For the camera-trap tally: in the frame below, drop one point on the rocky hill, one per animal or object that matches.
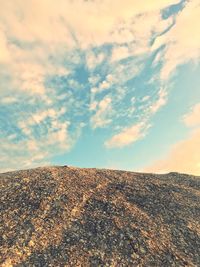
(65, 216)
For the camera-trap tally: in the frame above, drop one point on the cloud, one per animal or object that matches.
(161, 101)
(193, 117)
(128, 135)
(182, 41)
(103, 110)
(183, 157)
(51, 58)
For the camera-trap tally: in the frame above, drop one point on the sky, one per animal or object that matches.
(100, 83)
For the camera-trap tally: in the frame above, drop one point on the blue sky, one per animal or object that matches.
(116, 86)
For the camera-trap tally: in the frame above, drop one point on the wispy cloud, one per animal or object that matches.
(60, 72)
(128, 135)
(182, 41)
(183, 157)
(192, 118)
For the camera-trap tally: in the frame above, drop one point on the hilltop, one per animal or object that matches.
(66, 216)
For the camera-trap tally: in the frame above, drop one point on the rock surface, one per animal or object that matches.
(65, 216)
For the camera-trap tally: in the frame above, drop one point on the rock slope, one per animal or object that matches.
(66, 216)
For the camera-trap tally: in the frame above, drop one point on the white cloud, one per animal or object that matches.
(102, 116)
(182, 41)
(161, 101)
(183, 157)
(119, 53)
(8, 100)
(193, 117)
(128, 135)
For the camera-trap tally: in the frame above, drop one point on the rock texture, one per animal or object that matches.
(65, 216)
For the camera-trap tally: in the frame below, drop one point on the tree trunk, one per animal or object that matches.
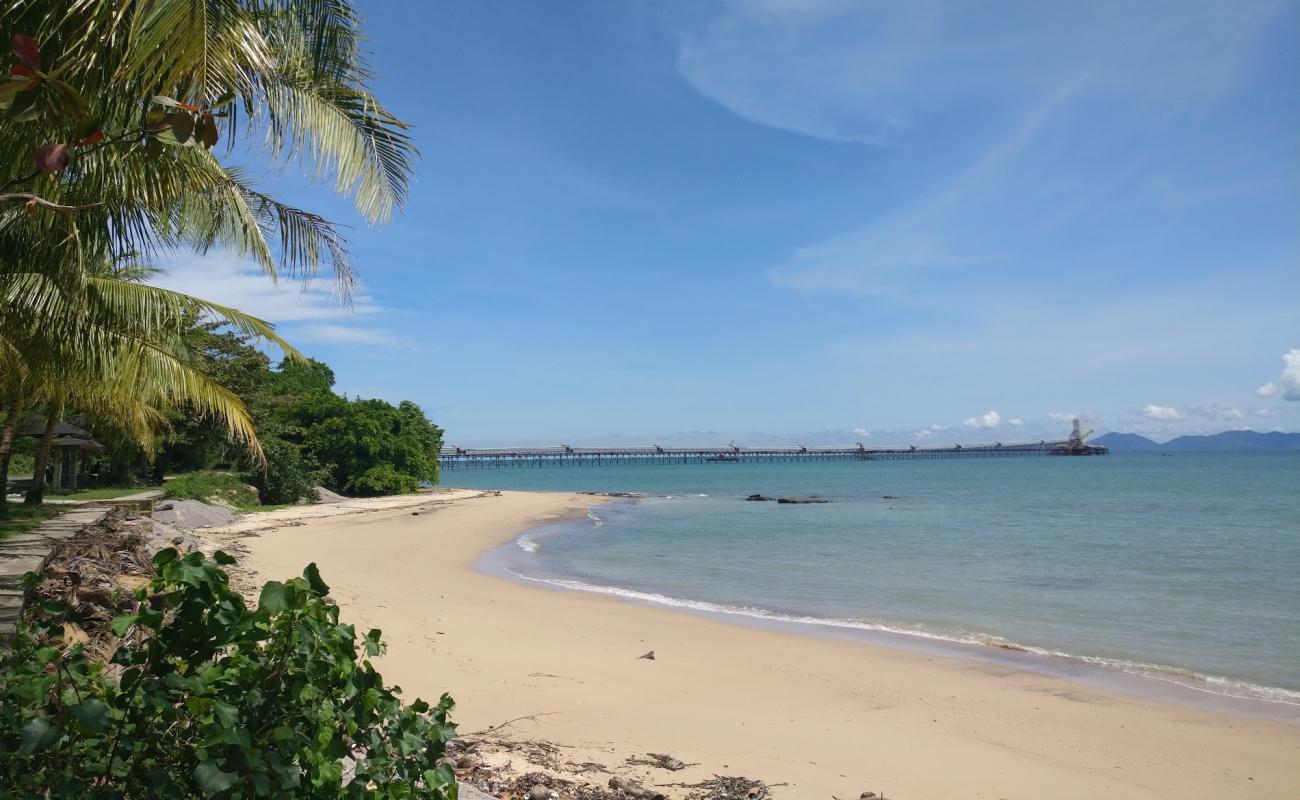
(11, 422)
(37, 492)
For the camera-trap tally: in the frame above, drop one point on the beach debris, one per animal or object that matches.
(659, 760)
(635, 790)
(467, 762)
(96, 571)
(723, 787)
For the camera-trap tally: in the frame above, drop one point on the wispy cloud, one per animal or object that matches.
(869, 73)
(329, 332)
(988, 420)
(1161, 413)
(306, 310)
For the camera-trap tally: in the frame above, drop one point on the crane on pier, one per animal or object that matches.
(1078, 441)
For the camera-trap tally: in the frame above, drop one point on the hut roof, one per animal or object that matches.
(76, 441)
(35, 426)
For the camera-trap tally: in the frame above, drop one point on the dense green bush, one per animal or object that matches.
(381, 479)
(289, 475)
(215, 701)
(209, 485)
(310, 433)
(369, 446)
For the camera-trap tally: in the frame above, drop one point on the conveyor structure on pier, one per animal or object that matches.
(564, 455)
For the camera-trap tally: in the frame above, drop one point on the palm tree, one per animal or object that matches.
(291, 72)
(135, 171)
(111, 344)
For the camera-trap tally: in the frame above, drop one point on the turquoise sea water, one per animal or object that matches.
(1184, 569)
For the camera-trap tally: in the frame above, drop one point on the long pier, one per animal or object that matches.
(563, 455)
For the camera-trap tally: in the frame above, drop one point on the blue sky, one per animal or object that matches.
(822, 221)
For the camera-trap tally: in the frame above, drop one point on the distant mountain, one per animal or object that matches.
(1229, 441)
(1126, 442)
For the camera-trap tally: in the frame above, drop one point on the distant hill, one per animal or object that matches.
(1229, 441)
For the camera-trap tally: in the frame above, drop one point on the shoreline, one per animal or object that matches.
(826, 716)
(1162, 683)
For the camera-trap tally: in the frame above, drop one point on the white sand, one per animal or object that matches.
(827, 717)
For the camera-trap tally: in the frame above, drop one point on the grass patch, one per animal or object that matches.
(209, 485)
(100, 493)
(22, 518)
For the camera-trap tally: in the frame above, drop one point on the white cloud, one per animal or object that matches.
(987, 420)
(326, 318)
(1288, 383)
(1216, 413)
(1161, 413)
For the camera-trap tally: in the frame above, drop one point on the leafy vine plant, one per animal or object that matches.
(31, 94)
(209, 699)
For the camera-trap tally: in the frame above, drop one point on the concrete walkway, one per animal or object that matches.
(24, 553)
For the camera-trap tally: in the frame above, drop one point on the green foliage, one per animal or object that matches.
(215, 700)
(372, 448)
(209, 485)
(310, 435)
(289, 476)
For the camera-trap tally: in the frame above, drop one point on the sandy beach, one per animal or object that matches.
(819, 716)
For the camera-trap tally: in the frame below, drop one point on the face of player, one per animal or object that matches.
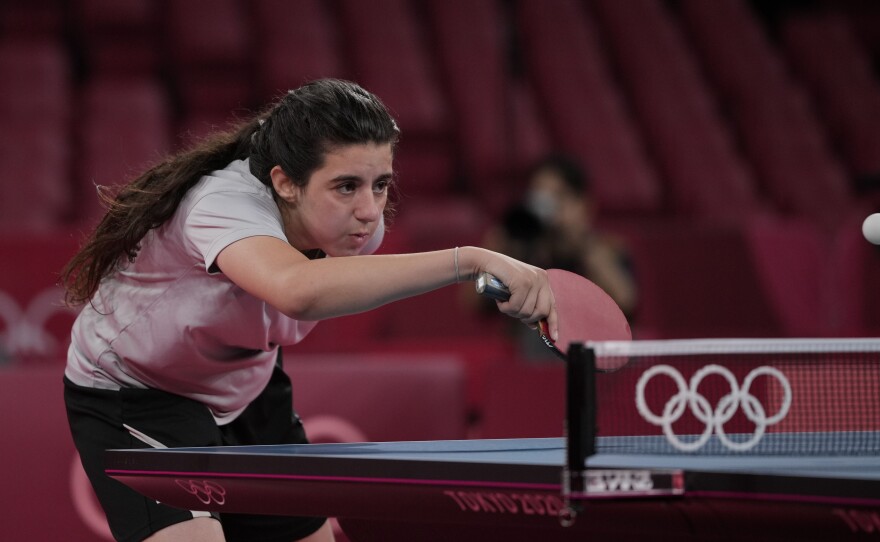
(340, 208)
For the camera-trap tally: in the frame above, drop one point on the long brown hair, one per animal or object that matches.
(294, 133)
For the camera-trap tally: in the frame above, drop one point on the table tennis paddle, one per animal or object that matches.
(584, 311)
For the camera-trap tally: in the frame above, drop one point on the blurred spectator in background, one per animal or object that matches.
(554, 227)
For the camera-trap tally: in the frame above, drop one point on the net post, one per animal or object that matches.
(580, 418)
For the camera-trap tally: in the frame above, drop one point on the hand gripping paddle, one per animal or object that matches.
(584, 311)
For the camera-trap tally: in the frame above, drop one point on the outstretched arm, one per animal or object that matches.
(272, 270)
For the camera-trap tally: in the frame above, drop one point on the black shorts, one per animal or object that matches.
(96, 418)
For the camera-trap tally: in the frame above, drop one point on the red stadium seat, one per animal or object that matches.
(389, 56)
(124, 128)
(294, 42)
(471, 43)
(34, 323)
(524, 400)
(211, 44)
(700, 282)
(40, 465)
(118, 36)
(582, 104)
(784, 142)
(704, 174)
(854, 290)
(825, 53)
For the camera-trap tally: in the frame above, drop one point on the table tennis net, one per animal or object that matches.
(722, 397)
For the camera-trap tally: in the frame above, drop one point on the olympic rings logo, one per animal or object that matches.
(205, 491)
(714, 418)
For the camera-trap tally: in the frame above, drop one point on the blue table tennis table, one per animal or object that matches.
(512, 490)
(585, 486)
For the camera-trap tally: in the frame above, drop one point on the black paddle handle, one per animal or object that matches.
(491, 287)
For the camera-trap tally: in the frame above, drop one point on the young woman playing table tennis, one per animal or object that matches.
(207, 263)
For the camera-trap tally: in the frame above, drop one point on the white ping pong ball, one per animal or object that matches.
(871, 228)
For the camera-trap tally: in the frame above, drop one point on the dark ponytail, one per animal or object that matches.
(295, 133)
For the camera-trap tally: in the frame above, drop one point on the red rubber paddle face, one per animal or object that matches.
(584, 313)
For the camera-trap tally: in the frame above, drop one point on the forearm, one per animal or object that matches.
(330, 287)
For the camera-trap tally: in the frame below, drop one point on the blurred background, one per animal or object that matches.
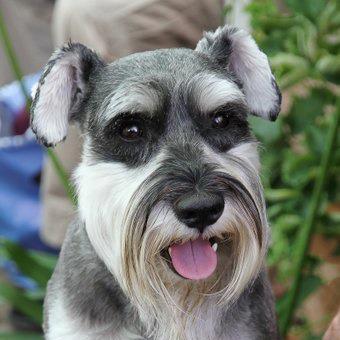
(300, 152)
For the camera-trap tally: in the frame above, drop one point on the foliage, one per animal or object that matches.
(302, 41)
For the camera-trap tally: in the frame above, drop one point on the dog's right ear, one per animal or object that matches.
(61, 90)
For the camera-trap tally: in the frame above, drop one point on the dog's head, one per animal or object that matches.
(169, 186)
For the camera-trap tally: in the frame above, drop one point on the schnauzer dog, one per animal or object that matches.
(171, 235)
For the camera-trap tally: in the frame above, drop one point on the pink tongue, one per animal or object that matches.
(194, 260)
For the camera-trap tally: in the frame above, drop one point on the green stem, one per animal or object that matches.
(15, 66)
(11, 56)
(303, 241)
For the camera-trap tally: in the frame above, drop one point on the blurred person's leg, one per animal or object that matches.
(115, 28)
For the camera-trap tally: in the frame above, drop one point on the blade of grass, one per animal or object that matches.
(15, 66)
(307, 230)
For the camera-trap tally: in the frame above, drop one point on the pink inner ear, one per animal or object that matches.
(51, 112)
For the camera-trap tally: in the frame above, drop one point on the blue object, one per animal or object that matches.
(21, 160)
....
What to work on:
Leaving each image aside, repeat the listing above exactly.

Output for this exercise:
For the camera-trap tally: in the frame below, drop one point on the rocky hill, one per animal or object that matches.
(65, 216)
For the camera-trap tally: in the frame above, drop one point on the cloud, one per animal or object that matches.
(161, 101)
(193, 117)
(128, 135)
(182, 41)
(103, 110)
(183, 157)
(51, 58)
For the camera-trap tally: in the frame above, drop one point on the sky, one per animal or object that matches.
(100, 83)
For the camera-trap tally: in the frame above, drop one point on the blue sky, one per animal or object that matches.
(116, 86)
For the camera-trap tally: in the frame above, drop one point on the wispy cloud, one per animal or object that matches.
(60, 72)
(128, 135)
(182, 41)
(183, 157)
(192, 118)
For the camera-trap tally: in the frame above, drop one point on the hilltop, one per animal or object that matches.
(66, 216)
For the camera-trap tally: in the frame above, drop one point on the rock surface, one per animal or object that matches.
(65, 216)
For the camera-trap tally: in the frame above, drop one point on the rock slope, one per animal or object that matches.
(66, 216)
For the camera-trap tally: in the frame above, drop one point on the white cloud, one per animal or object that matches.
(102, 116)
(182, 41)
(161, 101)
(183, 157)
(119, 53)
(8, 100)
(193, 117)
(128, 135)
For the camera-trap tally: in the frame above, drop one point on the rock texture, one per animal or object that matches.
(65, 216)
For the camera-trap tally: in the frame below, drop one point on the tree trunk, one per animal or object that matches.
(11, 422)
(37, 492)
For the camera-trap tally: in the frame above, drop one point on the beach debris, one per animal or object that matches.
(659, 760)
(635, 790)
(467, 762)
(96, 571)
(723, 787)
For the camera-trap tally: in the frame above, drop one point on the wispy cloud, one per animal or object that matches.
(869, 73)
(329, 332)
(988, 420)
(1161, 413)
(306, 310)
For the camera-trap tally: in the frame above, drop one point on the crane on pier, one per animal or object that matches.
(1078, 441)
For the camera-trap tally: in the frame above, drop one point on the hut roof, one per animal or object that matches.
(76, 441)
(35, 426)
For the camera-trap tally: in the frame above, drop one point on the dense green bush, one per animal or object that matches.
(381, 479)
(289, 475)
(215, 701)
(209, 485)
(310, 433)
(369, 446)
For the camera-trap tally: in the frame above, drop one point on the conveyor structure on pier, one per animal or object that matches.
(564, 455)
For the camera-trap tally: in the frame above, drop one point on the palm tree, one per animal or object that matches.
(291, 72)
(135, 171)
(111, 344)
For the camera-trap tally: in the frame above, drop one point on the turquoise sea water, one per animal or object that matches.
(1184, 569)
For the camera-trap tally: in the frame above, drop one point on the long pier, one per animal or object that matches.
(563, 455)
For the camera-trap tally: in the frame above, drop one point on the blue sky, one per animal or object that matches.
(822, 221)
For the camera-trap tally: in the frame above, drop one point on the distant mountain, one per animal or object that matches.
(1229, 441)
(1126, 442)
For the camera-trap tally: in the frame above, drop one point on the distant hill, one per animal or object that matches.
(1229, 441)
For the camera-trap tally: in the frame above, drop one point on the shoreline, one per animal or object that matches.
(826, 716)
(1162, 683)
For the camera-trap tally: in the frame above, drop one point on the white sand, one per animal or object that matches.
(827, 717)
For the camera-trap tally: in the frame above, drop one point on the grass patch, one per animal or object that matches.
(209, 485)
(100, 493)
(22, 518)
For the camera-trap tally: in the frame above, drop one point on the white cloud, one per animal or object that matches.
(987, 420)
(326, 318)
(1288, 383)
(1216, 413)
(1161, 413)
For the camera-trap tally: in the frame above, drop one point on the leafy vine plant, one per animal or object that matches.
(31, 94)
(209, 699)
For the camera-trap tally: in the frame above, drop one point on the concrete walkway, one per animal or object that matches.
(24, 553)
For the camera-trap tally: in the frame above, drop one point on the green foliage, one per animal or object that matches.
(215, 700)
(372, 448)
(209, 485)
(310, 435)
(289, 476)
For the camera-trap tally: in the frame above, drop one point on the sandy beach, one per animal or object that matches.
(819, 716)
For the camera-trap tally: in the frame below, drop one point on the face of player, one per animal or object that matches.
(340, 208)
For the camera-trap tally: in the frame above, drop one point on the long brown hair, one per animal or object that matches.
(294, 133)
For the camera-trap tally: in the frame above, drop one point on the table tennis paddle, one per animal or object that matches.
(584, 311)
For the camera-trap tally: in the frame above, drop one point on the blurred spectator in background, one per animal or object that matches.
(554, 227)
For the camera-trap tally: in the frame above, drop one point on the net post, one per animal or object that matches.
(580, 418)
For the camera-trap tally: in the frame above, drop one point on the hand gripping paddle, one per animal or object that matches.
(584, 311)
For the camera-trap tally: in the frame above, drop one point on the outstretched arm, one per animal or object that matches.
(272, 270)
For the camera-trap tally: in the frame above, drop one point on the black shorts, one per animal or object that matches.
(96, 418)
For the camera-trap tally: in the frame above, drop one point on the red stadium seat, one per animal or object that matches.
(389, 56)
(124, 128)
(294, 42)
(471, 43)
(34, 323)
(524, 400)
(211, 44)
(700, 282)
(40, 465)
(118, 36)
(582, 104)
(784, 142)
(704, 174)
(854, 290)
(825, 53)
For the camera-trap tally: in the frame above, drop one point on the table tennis net, one per animal or object that matches.
(722, 397)
For the camera-trap tally: in the frame above, drop one point on the olympic rings logo, one per animal or object that matches.
(205, 491)
(714, 418)
For the camera-trap tally: in the frame above, drop one point on the blue table tennis table, one per animal or object that matches.
(512, 490)
(585, 486)
For the camera-trap tally: in the frame above, drop one point on the black paddle handle, one per animal or object that matches.
(491, 287)
For the camera-trap tally: in the frame above, drop one point on the young woman playing table tennis, one per animal or object that matches.
(207, 263)
For the camera-trap tally: in the frame above, drop one point on the white ping pong ball, one per animal or object that matches.
(871, 228)
For the camera-trap tally: in the frame above, drop one point on the dark ponytail, one per animal or object that matches.
(295, 133)
For the camera-trap tally: in the frame above, drop one point on the red rubber paddle face, one per animal or object that matches.
(584, 313)
For the camera-trap tally: in the frame above, drop one point on the forearm, one per animal or object that matches.
(330, 287)
For the camera-trap tally: in the frame below, drop one point on the blurred background, one per animal or object that matches.
(300, 152)
For the camera-trap tally: in the frame above, drop one point on the foliage, one per animal or object that matches.
(302, 41)
For the camera-trap tally: in the frame above, drop one point on the dog's right ear, one per animal or object that matches.
(61, 90)
For the camera-trap tally: in the frame above, drop one point on the dog's head, one per animal or object that matches.
(169, 186)
For the camera-trap tally: in the frame above, drop one point on the schnauzer dog, one per animal or object that matches.
(171, 235)
For the camera-trap tally: in the frame above, drop one point on the pink tongue, one per animal or object that matches.
(194, 260)
For the camera-trap tally: in the frame above, drop one point on the green stem, one per animal or object that matches.
(15, 66)
(11, 56)
(303, 241)
For the camera-trap tally: in the frame above, drop one point on the blurred person's leg, one per animal or object that matches.
(115, 28)
For the camera-trap tally: in the frame above, drop one point on the blade of grass, one per animal or object that matches.
(15, 66)
(307, 230)
For the camera-trap tally: in the frame above, drop one point on the pink inner ear, one per animal or object that matches.
(51, 112)
For the camera-trap tally: in the frame above, drop one point on the blue object, one per animal or object that matches.
(21, 160)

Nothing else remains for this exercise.